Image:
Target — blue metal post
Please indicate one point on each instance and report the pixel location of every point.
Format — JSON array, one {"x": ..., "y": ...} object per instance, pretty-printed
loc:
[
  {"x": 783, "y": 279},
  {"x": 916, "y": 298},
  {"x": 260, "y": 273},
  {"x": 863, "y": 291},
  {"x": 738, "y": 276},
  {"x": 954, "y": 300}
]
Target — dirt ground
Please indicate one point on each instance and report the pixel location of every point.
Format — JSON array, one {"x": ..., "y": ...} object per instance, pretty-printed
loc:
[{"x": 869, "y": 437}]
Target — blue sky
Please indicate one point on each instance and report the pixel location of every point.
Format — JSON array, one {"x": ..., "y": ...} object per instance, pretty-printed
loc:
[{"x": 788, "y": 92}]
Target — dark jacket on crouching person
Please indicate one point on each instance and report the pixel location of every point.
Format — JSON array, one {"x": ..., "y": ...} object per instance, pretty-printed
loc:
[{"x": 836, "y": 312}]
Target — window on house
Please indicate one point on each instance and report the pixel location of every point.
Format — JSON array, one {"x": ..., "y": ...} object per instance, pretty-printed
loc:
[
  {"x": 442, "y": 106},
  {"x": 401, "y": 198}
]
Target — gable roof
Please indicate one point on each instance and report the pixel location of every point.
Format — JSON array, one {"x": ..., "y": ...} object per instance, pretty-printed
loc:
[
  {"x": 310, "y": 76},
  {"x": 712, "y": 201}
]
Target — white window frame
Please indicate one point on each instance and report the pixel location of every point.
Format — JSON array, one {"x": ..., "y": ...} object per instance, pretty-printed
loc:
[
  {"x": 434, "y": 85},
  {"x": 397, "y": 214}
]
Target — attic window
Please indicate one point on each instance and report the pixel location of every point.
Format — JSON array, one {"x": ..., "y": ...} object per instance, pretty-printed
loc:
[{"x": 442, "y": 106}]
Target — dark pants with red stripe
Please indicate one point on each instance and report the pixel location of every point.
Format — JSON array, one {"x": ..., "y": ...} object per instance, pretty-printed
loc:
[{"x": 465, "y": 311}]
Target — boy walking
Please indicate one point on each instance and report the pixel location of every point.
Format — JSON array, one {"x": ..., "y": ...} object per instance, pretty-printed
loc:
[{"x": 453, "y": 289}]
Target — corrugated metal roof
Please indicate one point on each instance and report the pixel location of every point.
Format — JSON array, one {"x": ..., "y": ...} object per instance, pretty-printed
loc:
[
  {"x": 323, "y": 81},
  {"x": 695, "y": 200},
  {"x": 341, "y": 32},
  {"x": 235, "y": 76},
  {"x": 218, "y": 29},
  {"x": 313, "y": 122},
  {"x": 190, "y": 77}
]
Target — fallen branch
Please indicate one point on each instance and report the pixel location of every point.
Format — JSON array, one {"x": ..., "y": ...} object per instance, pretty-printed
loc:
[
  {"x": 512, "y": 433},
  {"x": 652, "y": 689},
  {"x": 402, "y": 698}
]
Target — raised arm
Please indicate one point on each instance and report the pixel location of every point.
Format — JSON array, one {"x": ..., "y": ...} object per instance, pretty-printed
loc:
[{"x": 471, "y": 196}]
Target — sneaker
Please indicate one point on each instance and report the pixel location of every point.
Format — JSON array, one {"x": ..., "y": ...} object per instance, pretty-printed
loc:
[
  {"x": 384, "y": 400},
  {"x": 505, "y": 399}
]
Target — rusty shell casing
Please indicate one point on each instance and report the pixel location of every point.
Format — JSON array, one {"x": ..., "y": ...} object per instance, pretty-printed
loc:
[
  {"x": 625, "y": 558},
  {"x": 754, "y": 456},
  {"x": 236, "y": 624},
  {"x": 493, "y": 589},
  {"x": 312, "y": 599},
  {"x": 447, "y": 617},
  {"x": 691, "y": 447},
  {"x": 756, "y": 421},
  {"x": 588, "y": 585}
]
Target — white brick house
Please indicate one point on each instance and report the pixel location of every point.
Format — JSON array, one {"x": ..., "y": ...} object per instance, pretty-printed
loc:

--*--

**DESCRIPTION OF THE TASK**
All the material above should be copied word for word.

**WRITTEN RESPONSE**
Image:
Target — blue metal post
Please indicate one point on each instance and report the pixel location of every point.
Format — JSON array, one {"x": ..., "y": ...} object per instance, pretty-printed
loc:
[
  {"x": 783, "y": 279},
  {"x": 916, "y": 298},
  {"x": 260, "y": 273},
  {"x": 863, "y": 291},
  {"x": 738, "y": 276},
  {"x": 954, "y": 300}
]
Target — dirt ground
Please indicate one point on each instance and report the pixel location of every point.
Format — JSON array, one {"x": ..., "y": ...} object per instance, pretty-printed
loc:
[{"x": 869, "y": 437}]
Target — blue sky
Please indicate one point on each instance and report the pixel location of every point.
Format — JSON array, one {"x": ..., "y": ...} object per instance, pretty-printed
loc:
[{"x": 788, "y": 92}]
Target — dark jacket on crouching person
Please indicate one point on each instance and report the pixel location of every point.
Format — JSON array, one {"x": ..., "y": ...} object per instance, pretty-printed
loc:
[{"x": 836, "y": 312}]
Target — window on house
Please indicate one point on each instance and report the pixel location of every point.
Format — JSON array, one {"x": ..., "y": ...} object per instance, pretty-printed
loc:
[
  {"x": 442, "y": 106},
  {"x": 401, "y": 198}
]
Target — gable roof
Please indicate one point on each instance and report the pixel location of every point.
Format — JSON array, one {"x": ..., "y": ...} object per instance, pretty-printed
loc:
[
  {"x": 310, "y": 76},
  {"x": 712, "y": 201}
]
Target — white window frame
Please indicate one point on each instance and report the pixel location of every point.
Format — JSON array, one {"x": ..., "y": ...} object per instance, pretty-printed
loc:
[
  {"x": 434, "y": 85},
  {"x": 397, "y": 214}
]
Target — attic window
Please indicate one point on each instance and report the pixel location of every point.
Format — JSON array, one {"x": ..., "y": ...} object per instance, pretty-printed
loc:
[{"x": 442, "y": 106}]
Target — dark pants with red stripe
Please indicate one point on each instance and report the pixel location of every point.
Format — JSON array, one {"x": ..., "y": ...} object per instance, pretty-printed
loc:
[{"x": 465, "y": 311}]
Target — boy walking
Please indicate one point on each instance and report the pixel location of every point.
Format — JSON array, one {"x": ..., "y": ...} object per instance, pretty-printed
loc:
[{"x": 453, "y": 289}]
Target — corrugated metal roof
Please indicate one point on each instance and report the pixel location of every point.
Format — JSON array, one {"x": ..., "y": ...} object per instance, pretty-printed
loc:
[
  {"x": 323, "y": 81},
  {"x": 695, "y": 200},
  {"x": 341, "y": 32},
  {"x": 235, "y": 76},
  {"x": 218, "y": 29},
  {"x": 313, "y": 122},
  {"x": 190, "y": 77}
]
Target — fallen branch
Please indicate one point on each instance and report the pixel location of every point.
Format — JSON array, one {"x": ..., "y": ...} object per instance, pretty-printed
loc:
[
  {"x": 512, "y": 433},
  {"x": 652, "y": 689},
  {"x": 402, "y": 698}
]
Target — raised arm
Please indicate one point on each instance and report the pixel location of every point.
Format — JSON array, one {"x": ..., "y": ...} object per instance, pretty-printed
loc:
[{"x": 471, "y": 196}]
Target — sneaker
Please indicate one point on each instance and report the pixel location of every point.
Format — JSON array, one {"x": ..., "y": ...} object per instance, pretty-printed
loc:
[
  {"x": 384, "y": 400},
  {"x": 505, "y": 399}
]
Target — rusty shell casing
Please indicate one point on each instance and report the pixel location of every point.
Format — JSON array, one {"x": ..., "y": ...} object per instance, pretty-printed
loc:
[
  {"x": 625, "y": 558},
  {"x": 754, "y": 456},
  {"x": 236, "y": 624},
  {"x": 493, "y": 589},
  {"x": 312, "y": 599},
  {"x": 447, "y": 617},
  {"x": 691, "y": 447},
  {"x": 756, "y": 421},
  {"x": 588, "y": 585}
]
Target — white brick house
Please indicate one point on each instance and report the pixel location of every point.
Format — JSON array, one {"x": ..., "y": ...} object per instance, pretty-printed
loc:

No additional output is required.